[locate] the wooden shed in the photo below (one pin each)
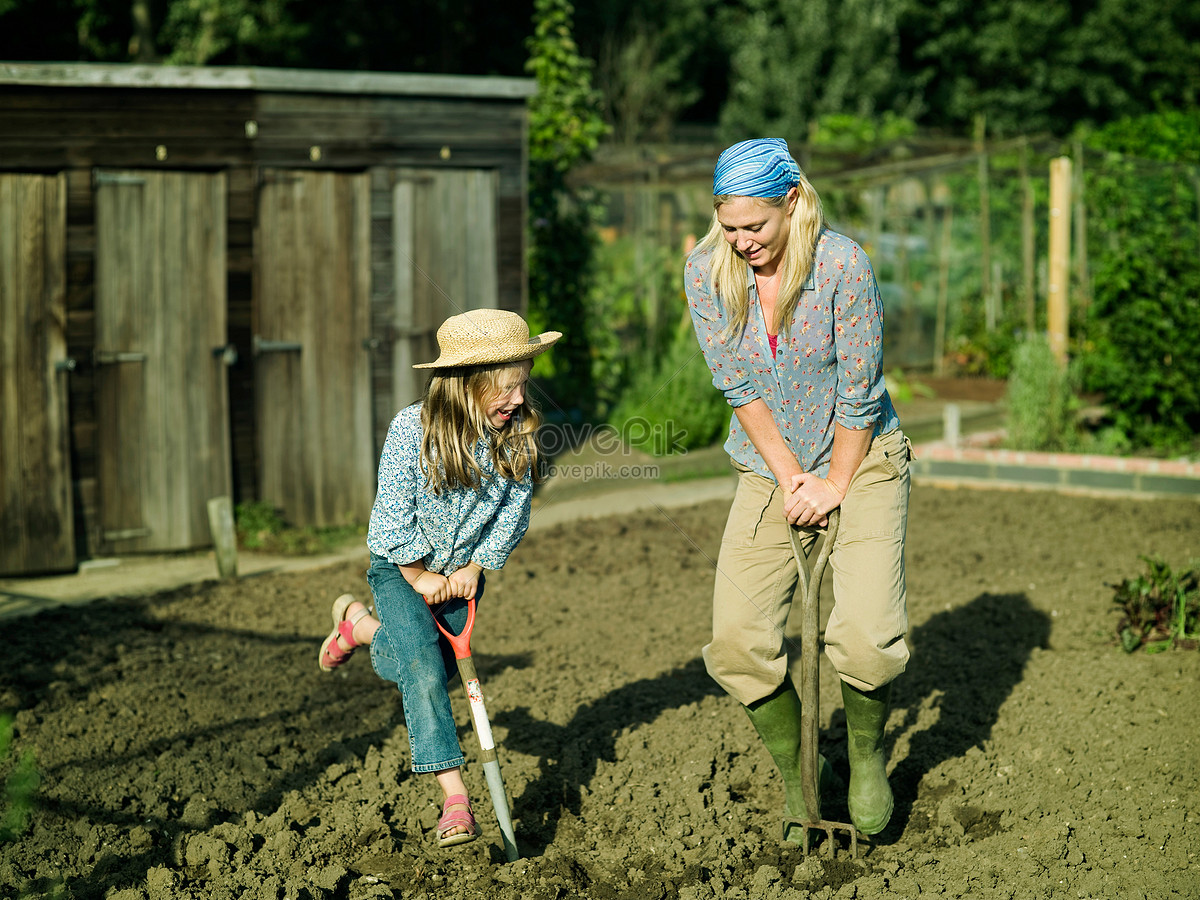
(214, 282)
==
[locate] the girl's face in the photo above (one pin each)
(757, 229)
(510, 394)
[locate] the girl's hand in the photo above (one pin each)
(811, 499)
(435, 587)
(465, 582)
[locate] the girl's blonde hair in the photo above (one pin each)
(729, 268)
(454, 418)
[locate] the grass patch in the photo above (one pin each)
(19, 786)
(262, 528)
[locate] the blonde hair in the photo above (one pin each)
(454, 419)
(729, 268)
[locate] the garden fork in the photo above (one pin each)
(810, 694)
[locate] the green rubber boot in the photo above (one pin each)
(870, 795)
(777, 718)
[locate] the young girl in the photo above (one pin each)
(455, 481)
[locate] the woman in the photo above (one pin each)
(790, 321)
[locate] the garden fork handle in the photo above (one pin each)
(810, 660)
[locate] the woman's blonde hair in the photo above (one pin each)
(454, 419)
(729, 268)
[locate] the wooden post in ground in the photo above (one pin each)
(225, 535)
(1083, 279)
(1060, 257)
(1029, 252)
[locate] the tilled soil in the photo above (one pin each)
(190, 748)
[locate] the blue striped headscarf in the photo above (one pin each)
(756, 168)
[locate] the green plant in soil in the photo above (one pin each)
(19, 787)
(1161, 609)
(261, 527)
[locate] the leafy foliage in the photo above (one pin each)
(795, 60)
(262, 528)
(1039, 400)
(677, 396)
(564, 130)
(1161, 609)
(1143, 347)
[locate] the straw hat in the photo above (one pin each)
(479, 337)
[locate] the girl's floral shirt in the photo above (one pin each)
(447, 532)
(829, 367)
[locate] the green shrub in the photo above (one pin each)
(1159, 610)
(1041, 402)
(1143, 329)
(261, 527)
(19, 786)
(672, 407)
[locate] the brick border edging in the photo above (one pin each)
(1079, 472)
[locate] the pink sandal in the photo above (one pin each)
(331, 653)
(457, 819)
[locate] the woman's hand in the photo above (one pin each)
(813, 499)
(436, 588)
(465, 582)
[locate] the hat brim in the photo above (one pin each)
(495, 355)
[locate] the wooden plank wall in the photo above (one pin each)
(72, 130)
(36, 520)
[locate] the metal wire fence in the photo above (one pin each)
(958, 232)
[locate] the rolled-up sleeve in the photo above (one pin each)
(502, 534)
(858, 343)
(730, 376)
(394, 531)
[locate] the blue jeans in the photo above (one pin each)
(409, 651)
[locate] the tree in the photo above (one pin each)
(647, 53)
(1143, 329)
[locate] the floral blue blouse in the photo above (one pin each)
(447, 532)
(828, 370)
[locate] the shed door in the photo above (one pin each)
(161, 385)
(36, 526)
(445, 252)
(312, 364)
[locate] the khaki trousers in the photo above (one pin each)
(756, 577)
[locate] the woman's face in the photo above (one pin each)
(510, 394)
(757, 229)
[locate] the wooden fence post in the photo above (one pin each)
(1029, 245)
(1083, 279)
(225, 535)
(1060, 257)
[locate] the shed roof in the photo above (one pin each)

GIVEN TASK | Reproduce word for word the stretch of data above from the line containing "[locate] the woman's hand" through the line containing "[locate] the shed roof", including both of those lines.

TASK ANSWER |
[locate] the woman's hand in the photo above (one pin each)
(813, 499)
(436, 588)
(465, 582)
[locate] the hat brim in the photo above (one pin each)
(495, 355)
[locate] the wooden plank wall in the photo above (one pin each)
(72, 130)
(36, 520)
[locate] the metal wire fence in the photo above (one pin each)
(958, 232)
[locate] the rolled-up sleeve in the photo above (one pin each)
(502, 534)
(858, 343)
(730, 376)
(394, 531)
[locate] the blue jeans in the photo above (one pin each)
(409, 651)
[locate] the tree in the photo above (one pin each)
(647, 53)
(1143, 329)
[locate] the floral blue blouse in the photo above (one pin each)
(447, 532)
(828, 370)
[locate] the shed door in the photo above (one pin each)
(161, 385)
(36, 526)
(445, 252)
(312, 364)
[locate] the khaki trousers in the photo above (one pin each)
(756, 577)
[locate] the woman's face in the photo above (one pin each)
(510, 394)
(757, 229)
[locate] the wooden fence post in the photo above (one pin each)
(1029, 245)
(1083, 279)
(225, 535)
(1060, 257)
[locate] the shed roof in the photo above (one pin each)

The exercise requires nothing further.